El episodio debe estar aún fresco en el recuerdo de muchos españoles. Cada día de la semana, a modo de flash de un reportaje más amplio inserto en sus informativos, Tele 5 ofrecía a sus espectadores sucesivas muestras de las sevicias sufridas por las mujeres en una amplia zona de África, centrándose en Etiopía y con punto de arranque en la ablación del clítoris. Sin lugar a dudas, quienes realizaron el reportaje y aquellos que decidieron su programación se atenían a esctrictas razones humanitarias, intentando ante todo mostrar cuánto camino queda todavía por delante para que las mujeres vean garantizados siquiera mínimamente sus derechos humanos.
---+---
EJERCICIO ESCRITO 1
Del listado de abajo, formatea como lista JSON de cadenas, una por línea y sin las líneas en blanco, solo las líneas que empiezan en la que contiene "Target: reflection of pipe" y siguen hasta la que contiene "pixel 278 4", ambas incluidas.

DATOS PROPORCIONADOS
---+---
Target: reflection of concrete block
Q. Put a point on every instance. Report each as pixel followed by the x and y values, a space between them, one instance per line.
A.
---+---
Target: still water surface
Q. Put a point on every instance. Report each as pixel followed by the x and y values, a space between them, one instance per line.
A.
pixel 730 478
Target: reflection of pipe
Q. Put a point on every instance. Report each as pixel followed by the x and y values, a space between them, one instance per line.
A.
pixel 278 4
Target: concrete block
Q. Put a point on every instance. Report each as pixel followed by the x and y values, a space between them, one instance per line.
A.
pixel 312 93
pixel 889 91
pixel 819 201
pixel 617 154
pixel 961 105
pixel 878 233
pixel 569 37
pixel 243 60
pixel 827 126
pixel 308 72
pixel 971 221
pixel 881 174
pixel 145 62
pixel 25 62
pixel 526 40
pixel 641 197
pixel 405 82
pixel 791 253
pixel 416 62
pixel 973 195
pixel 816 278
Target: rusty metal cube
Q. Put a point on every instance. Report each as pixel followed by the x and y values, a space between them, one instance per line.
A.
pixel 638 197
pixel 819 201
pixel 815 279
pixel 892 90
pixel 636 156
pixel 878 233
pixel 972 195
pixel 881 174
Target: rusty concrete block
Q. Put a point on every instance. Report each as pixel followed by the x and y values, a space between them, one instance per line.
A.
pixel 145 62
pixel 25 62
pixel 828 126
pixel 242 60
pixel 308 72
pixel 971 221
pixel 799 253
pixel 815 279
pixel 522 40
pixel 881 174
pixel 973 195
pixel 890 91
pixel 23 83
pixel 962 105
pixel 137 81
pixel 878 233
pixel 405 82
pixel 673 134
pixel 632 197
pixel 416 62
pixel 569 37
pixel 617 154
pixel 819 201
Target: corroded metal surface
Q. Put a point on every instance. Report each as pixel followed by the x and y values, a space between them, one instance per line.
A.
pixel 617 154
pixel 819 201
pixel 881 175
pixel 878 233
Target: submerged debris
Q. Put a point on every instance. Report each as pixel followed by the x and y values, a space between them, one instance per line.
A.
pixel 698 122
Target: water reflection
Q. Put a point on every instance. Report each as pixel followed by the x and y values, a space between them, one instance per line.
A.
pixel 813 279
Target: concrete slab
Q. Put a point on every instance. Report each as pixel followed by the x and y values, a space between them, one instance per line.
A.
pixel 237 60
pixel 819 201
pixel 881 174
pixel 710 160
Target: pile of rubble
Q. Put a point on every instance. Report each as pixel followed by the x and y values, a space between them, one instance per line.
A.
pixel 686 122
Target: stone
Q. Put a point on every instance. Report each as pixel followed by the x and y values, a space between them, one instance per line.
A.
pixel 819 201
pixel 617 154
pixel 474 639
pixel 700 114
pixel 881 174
---+---
EJERCICIO ESCRITO 2
Transcribe sin cambios el pasaje del texto sobre el reportaje de Tele 5, empezando por "El episodio debe" y siguiendo hasta "sus derechos humanos.".

RESPUESTA 1
[
  "Target: reflection of pipe",
  "Q. Put a point on every instance. Report each as pixel followed by the x and y values, a space between them, one instance per line.",
  "A.",
  "pixel 278 4"
]

RESPUESTA 2
El episodio debe estar aún fresco en el recuerdo de muchos españoles. Cada día de la semana, a modo de flash de un reportaje más amplio inserto en sus informativos, Tele 5 ofrecía a sus espectadores sucesivas muestras de las sevicias sufridas por las mujeres en una amplia zona de África, centrándose en Etiopía y con punto de arranque en la ablación del clítoris. Sin lugar a dudas, quienes realizaron el reportaje y aquellos que decidieron su programación se atenían a esctrictas razones humanitarias, intentando ante todo mostrar cuánto camino queda todavía por delante para que las mujeres vean garantizados siquiera mínimamente sus derechos humanos.